> TASK INSTRUCTIONS
Transcribe all the records with complete accuracy.

> Records from a point labeling set
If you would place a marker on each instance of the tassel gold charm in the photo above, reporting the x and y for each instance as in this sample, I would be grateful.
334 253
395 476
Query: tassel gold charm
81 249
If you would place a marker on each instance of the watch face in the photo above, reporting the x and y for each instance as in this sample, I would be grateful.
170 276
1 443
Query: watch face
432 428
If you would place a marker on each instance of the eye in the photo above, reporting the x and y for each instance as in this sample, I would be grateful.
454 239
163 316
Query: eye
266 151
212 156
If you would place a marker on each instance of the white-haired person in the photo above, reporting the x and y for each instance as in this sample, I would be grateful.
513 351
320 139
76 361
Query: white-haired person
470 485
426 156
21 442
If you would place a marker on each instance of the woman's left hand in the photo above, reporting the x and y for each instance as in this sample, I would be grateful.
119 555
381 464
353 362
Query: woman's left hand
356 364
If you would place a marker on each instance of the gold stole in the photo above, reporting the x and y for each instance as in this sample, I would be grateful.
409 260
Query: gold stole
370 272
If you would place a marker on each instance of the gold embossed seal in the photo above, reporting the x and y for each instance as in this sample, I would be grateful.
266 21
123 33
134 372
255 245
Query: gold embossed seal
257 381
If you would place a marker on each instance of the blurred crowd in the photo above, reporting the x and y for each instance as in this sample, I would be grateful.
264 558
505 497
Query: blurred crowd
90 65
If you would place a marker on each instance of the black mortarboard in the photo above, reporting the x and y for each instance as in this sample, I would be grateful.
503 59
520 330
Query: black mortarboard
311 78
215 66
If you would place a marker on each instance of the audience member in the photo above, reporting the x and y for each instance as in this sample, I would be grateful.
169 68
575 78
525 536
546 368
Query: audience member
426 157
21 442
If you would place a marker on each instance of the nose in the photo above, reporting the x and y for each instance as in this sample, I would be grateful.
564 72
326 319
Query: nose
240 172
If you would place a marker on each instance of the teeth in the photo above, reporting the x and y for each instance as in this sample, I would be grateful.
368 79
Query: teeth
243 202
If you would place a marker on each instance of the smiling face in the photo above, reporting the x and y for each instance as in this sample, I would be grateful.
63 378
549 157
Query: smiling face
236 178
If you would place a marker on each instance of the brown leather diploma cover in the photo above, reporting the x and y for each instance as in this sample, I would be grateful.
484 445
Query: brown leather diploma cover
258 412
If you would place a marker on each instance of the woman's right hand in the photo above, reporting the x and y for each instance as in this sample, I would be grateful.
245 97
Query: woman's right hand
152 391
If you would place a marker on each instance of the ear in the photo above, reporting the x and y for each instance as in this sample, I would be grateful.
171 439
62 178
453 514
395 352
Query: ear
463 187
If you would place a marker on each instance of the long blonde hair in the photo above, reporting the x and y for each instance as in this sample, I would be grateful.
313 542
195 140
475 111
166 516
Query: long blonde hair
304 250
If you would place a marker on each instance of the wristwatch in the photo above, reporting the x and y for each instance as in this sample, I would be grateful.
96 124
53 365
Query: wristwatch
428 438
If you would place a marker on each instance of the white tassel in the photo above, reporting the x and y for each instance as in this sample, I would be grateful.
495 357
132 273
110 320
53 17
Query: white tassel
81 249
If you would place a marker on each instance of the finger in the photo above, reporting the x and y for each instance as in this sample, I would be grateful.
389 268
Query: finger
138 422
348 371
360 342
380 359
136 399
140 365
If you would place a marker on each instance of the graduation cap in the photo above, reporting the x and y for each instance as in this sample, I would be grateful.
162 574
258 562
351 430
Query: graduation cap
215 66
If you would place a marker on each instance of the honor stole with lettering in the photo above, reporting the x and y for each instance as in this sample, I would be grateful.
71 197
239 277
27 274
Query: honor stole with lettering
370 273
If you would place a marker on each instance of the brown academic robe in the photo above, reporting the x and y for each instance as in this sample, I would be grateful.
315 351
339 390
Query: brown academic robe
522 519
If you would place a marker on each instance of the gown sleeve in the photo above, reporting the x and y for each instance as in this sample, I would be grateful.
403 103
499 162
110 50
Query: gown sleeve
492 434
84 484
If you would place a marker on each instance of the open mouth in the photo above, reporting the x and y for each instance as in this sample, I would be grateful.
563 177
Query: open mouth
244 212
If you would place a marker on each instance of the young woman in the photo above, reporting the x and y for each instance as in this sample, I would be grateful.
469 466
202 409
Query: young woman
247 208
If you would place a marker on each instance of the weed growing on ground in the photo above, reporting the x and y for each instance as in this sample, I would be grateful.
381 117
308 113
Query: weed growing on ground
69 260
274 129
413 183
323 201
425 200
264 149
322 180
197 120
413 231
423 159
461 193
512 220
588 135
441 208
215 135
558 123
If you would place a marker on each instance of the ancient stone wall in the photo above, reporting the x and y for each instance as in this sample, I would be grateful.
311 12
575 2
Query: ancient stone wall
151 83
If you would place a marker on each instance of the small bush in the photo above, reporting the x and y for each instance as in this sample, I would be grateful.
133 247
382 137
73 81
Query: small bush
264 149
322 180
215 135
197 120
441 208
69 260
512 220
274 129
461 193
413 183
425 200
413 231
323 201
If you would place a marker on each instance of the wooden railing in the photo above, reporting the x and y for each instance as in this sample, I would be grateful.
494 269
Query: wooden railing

> WRITTEN SOLUTION
If you would place a marker on each instance of the tassel gold charm in the photo above, reporting the x and y for each instance as in this sample, I would be grateful.
334 253
395 476
Query: tassel gold charm
81 249
If you would place a marker on each instance of the watch face in the photo above, reporting the x and y for each instance as in this sample, I would be grateful.
170 276
1 443
Query: watch face
432 428
If you would place a marker on each instance of the eye in the photo above, reporting the x and y for each instance as in this sample, I would be grateful.
454 239
163 316
Query: eye
266 151
212 156
If you would place a marker on each instance of the white-haired person in the photo above, reporting the x and y for each instance as in this sample, I would be grateful.
513 351
320 139
76 361
Query: white-haired person
470 485
426 156
21 442
If you would place a marker on each instance of the woman's left hand in the photo above, reporting the x and y for each instance as in this sample, I would be grateful.
119 555
381 464
353 362
Query: woman's left hand
356 364
If you would place a marker on each instance of the gold stole in the photo above, reporting the x and y for each instance as in this sample, I would be grateful.
409 260
Query: gold stole
370 272
If you would place a marker on each instance of the gold embossed seal in the photo above, reporting the x and y for each instance as in this sample, I would be grateful.
266 21
123 33
134 372
255 245
Query: gold embossed seal
257 381
If you would place a marker on each instance of the blurred crowd in the photo above, reporting the x and y for each instance as in this sample, I would be grateful.
264 558
505 497
Query: blurred crowd
90 65
If you would place a marker on each instance of the black mortarboard in the photo above, reporting the x and y for each instance as in this sample, I would be grateful.
503 59
520 330
Query: black mortarboard
311 78
215 66
If you would place a marker on each instance of the audience member in the photo above, reporting the x and y for each instance as in this sample, I would be grateful.
169 68
575 78
525 536
546 368
Query: audience member
426 157
21 442
If you would place a marker on each instance of the nose in the photo above, reporting the x and y for each instance as in this sample, I would be grateful.
564 72
326 319
Query: nose
240 172
If you would place a marker on each instance of the teeth in the photo above, reporting the x and y for each instance as in this sample, I would be grateful.
368 79
Query: teeth
243 202
If you would place a marker on each instance of the smiling face in the photo above, reporting the x and y for each instance as in this sample, I would be grateful.
63 378
549 157
Query: smiling face
236 178
If you would place a marker on each instance of the brown leather diploma cover in the photo above, reporting the x and y for each instance as in this sample, I would be grateful.
484 445
Query: brown leather diploma cover
258 412
If you would place a marker on each instance of the woman's right hand in the photo above, reporting the x and y for each instance as in this sample, I would be grateful.
245 97
Query: woman's right hand
152 391
If you would place a marker on each instance of the ear in the photo above, reporting the x and y for each instance as in this sample, I would be grateful.
171 439
62 178
453 514
395 352
Query: ear
463 187
If you would place a marker on each instance of the long blonde hair in the photo above, reporting the x and y for each instance as in this sample, I would be grateful.
313 542
195 140
475 111
166 516
Query: long blonde hair
304 250
If you would place a marker on each instance of the wristwatch in the photo above, reporting the x and y for each instance as in this sample, I would be grateful.
96 124
53 365
Query: wristwatch
428 438
If you would place a marker on each instance of the white tassel in the photo above, reporting the x and y for each instance as in this sample, I would be grateful.
495 357
132 273
110 320
53 17
Query: white tassel
81 249
If you would place a marker on each instance of the finger in the photo above, reporting the x and y for each instance as in this sample, I would be grateful.
389 268
Query: finger
138 422
348 371
360 342
380 359
136 399
140 365
If you would place a marker on each instance of the graduation cap in the photo above, reporting the x and y for each instance as in this sample, I would be grateful.
162 574
258 562
351 430
Query: graduation cap
215 66
If you would place a marker on each instance of the honor stole with lettering in the photo above, reporting the x and y for each instance as in this sample, I would be grateful.
71 197
239 277
27 274
Query: honor stole with lettering
370 273
If you would place a marker on each instance of the brown academic robe in the photo above, reporting the x and y for each instance as in this sample, I would be grateful.
315 351
339 390
Query: brown academic robe
522 519
If you would place a marker on each instance of the gown sleeve in the photo above, reporting the x and y for each instance as in this sample, I would be grateful.
403 103
499 162
110 50
Query: gown sleeve
492 434
84 484
If you would place a marker on each instance of the open mouth in the photo above, reporting the x and y for each instance as in this sample, I would be grateful.
563 177
Query: open mouth
244 212
If you would place a marker on each instance of the young woman in the photo above, reporting the x and y for each instance as in this sample, I would be grateful.
469 466
202 409
Query: young woman
247 208
If you would place a marker on each instance of the weed growing on ground in the photo above, reporting the x and y for each instance as in this sample, I would be grateful.
381 117
308 113
Query: weed growing on ground
69 260
274 129
413 183
323 201
425 200
264 149
322 180
197 120
413 231
423 159
461 193
512 220
588 135
441 208
215 135
558 123
If you would place a marker on each instance of the ancient stone wall in the photo above, reporting the x and y for each instance as in this sample, I would be grateful.
311 12
575 2
Query: ancient stone wall
151 83
If you would place a marker on each instance of the small bush in the photo above, reporting the x and y for each instance as in this sample, I would be grateful.
133 247
382 137
73 81
Query: small bush
264 149
322 180
215 135
197 120
441 208
69 260
512 220
274 129
461 193
413 183
425 200
413 231
323 201
If you would place a marker on each instance of the wooden railing in the photo above, reporting the x and y for each instance as in this sample, I would be grateful.
494 269
Query: wooden railing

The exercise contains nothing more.